**TEXT:**
==================================================
The following examples are valid values for the "ct" and "bct" fields (explanation/comments in parenthesis):

  • "60" (CoAP Content-Format for "application/cbor")
  • "0" (CoAP Content-Format for "text/plain" with parameter "charset=utf-8")
  • "application/json" (JSON Content-Type -- equivalent to "50" CoAP Content-Format identifier)
  • "application/json@deflate" (JSON Content-Type with "deflate" as Content-Coding -- equivalent to "11050" CoAP Content-Format identifier)
  • "text/csv" (Comma-Separated Values (CSV) {{?RFC4180}} Content-Type)
  • "text/csv@gzip" (CSV with "gzip" as Content-Coding)

ABNF

This specification provides a formal definition of the syntax of Content-Format-Spec strings using ABNF notation {{-abnf}}, which contains three new rules and a number of rules collected and adapted from various RFCs {{-http}} {{-mediatype-reg}} {{-abnf}} {{?RFC8866}}.

; New in this document

Content-Format-Spec = Content-Format-Number / Content-Format-String

Content-Format-Number = "0" / (POS-DIGIT *DIGIT)
==================================================
**PROVIDED RECORDS:**
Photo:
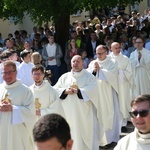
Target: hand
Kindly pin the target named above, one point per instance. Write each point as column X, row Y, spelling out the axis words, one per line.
column 38, row 112
column 69, row 91
column 139, row 55
column 96, row 67
column 50, row 58
column 5, row 107
column 75, row 91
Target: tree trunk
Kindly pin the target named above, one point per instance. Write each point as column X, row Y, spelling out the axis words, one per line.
column 62, row 30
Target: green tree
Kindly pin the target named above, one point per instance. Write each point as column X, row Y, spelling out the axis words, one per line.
column 58, row 11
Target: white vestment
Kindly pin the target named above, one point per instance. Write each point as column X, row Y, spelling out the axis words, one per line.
column 107, row 78
column 16, row 126
column 81, row 114
column 48, row 98
column 125, row 84
column 141, row 72
column 25, row 73
column 1, row 78
column 134, row 141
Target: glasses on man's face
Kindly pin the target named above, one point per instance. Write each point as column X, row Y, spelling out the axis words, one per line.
column 138, row 42
column 142, row 113
column 37, row 74
column 100, row 53
column 8, row 73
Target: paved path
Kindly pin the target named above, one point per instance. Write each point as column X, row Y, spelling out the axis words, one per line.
column 130, row 129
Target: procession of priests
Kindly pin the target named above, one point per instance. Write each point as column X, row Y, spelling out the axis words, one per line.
column 95, row 101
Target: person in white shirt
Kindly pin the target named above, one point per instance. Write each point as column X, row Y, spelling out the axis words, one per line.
column 51, row 54
column 17, row 111
column 140, row 63
column 25, row 68
column 45, row 95
column 139, row 139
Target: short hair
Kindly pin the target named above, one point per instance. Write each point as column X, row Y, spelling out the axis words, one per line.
column 36, row 58
column 52, row 126
column 6, row 54
column 38, row 67
column 24, row 53
column 102, row 46
column 9, row 63
column 141, row 98
column 13, row 51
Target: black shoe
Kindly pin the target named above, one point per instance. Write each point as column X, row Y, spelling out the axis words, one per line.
column 124, row 130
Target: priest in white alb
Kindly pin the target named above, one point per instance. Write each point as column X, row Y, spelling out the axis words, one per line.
column 78, row 91
column 17, row 111
column 45, row 96
column 106, row 71
column 139, row 139
column 140, row 61
column 125, row 82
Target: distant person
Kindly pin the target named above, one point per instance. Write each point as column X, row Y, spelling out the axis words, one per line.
==================================================
**PROBLEMS TO SOLVE:**
**a.** Answer from the Content-Format-Spec text, one line per answer, marked like the questions:
(i) Which CoAP Content-Format identifier is "application/json" equivalent to?
(ii) Which Content-Coding does "text/csv@gzip" use?
(iii) How many new rules does the ABNF definition contain?
**b.** Carry on the Content-Format-Spec text from its last line.

**OUTPUTS BY TASK:**
**a.**
(i) "50"
(ii) gzip
(iii) Three

**b.**
Content-Format-String   = Content-Type ["@" Content-Coding]

; Cleaned up from RFC 7231:

Content-Type   = Media-Type-Name *( *SP ";" *SP parameter )
parameter      = token "=" ( token / quoted-string )

token          = 1*tchar
tchar          = "!" / "#" / "$" / "%" / "&" / "'" / "*"
               / "+" / "-" / "." / "^" / "_" / "`" / "|" / "~"
               / DIGIT / ALPHA
quoted-string  = %x22 *qdtext %x22
qdtext         = SP / %x21 / %x23-5B / %x5D-7E

; Adapted from section 3.1.2.1 of RFC 7231

Content-Coding   = token

; Adapted from various specs

Media-Type-Name = type-name "/" subtype-name

; RFC 6838

type-name = restricted-name
subtype-name = restricted-name

restricted-name = restricted-name-first *126restricted-name-chars
restricted-name-first  = ALPHA / DIGIT
restricted-name-chars  = ALPHA / DIGIT / "!" / "#" /
                         "$" / "&" / "-" / "^" / "_"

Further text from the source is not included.